* Begin *

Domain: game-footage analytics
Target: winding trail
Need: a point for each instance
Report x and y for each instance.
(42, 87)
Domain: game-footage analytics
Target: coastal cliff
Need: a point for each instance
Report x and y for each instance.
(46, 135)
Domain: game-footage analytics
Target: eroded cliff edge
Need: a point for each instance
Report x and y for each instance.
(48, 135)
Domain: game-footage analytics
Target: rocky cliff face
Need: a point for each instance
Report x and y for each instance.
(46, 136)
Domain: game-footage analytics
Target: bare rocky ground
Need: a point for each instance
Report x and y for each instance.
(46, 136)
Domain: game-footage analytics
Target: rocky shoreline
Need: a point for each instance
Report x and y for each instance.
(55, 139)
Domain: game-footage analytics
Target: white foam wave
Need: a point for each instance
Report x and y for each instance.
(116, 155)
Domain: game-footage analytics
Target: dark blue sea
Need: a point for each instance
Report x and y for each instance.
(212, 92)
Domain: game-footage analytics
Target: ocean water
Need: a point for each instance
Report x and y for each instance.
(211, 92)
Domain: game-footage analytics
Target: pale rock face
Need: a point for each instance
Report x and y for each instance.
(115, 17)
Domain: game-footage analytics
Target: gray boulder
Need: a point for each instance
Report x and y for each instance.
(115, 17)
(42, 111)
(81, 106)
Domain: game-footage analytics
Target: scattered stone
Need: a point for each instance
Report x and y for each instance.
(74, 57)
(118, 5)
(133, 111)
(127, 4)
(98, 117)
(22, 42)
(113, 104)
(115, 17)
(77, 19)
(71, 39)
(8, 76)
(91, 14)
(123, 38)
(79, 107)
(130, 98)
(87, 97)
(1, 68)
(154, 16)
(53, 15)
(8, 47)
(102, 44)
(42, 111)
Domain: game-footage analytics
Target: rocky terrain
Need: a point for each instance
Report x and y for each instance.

* End *

## [What is required]
Find every line above that contains the string "cliff", matching case exactly, and copy each of those lines in full.

## [Correct answer]
Target: coastal cliff
Target: eroded cliff edge
Target: rocky cliff face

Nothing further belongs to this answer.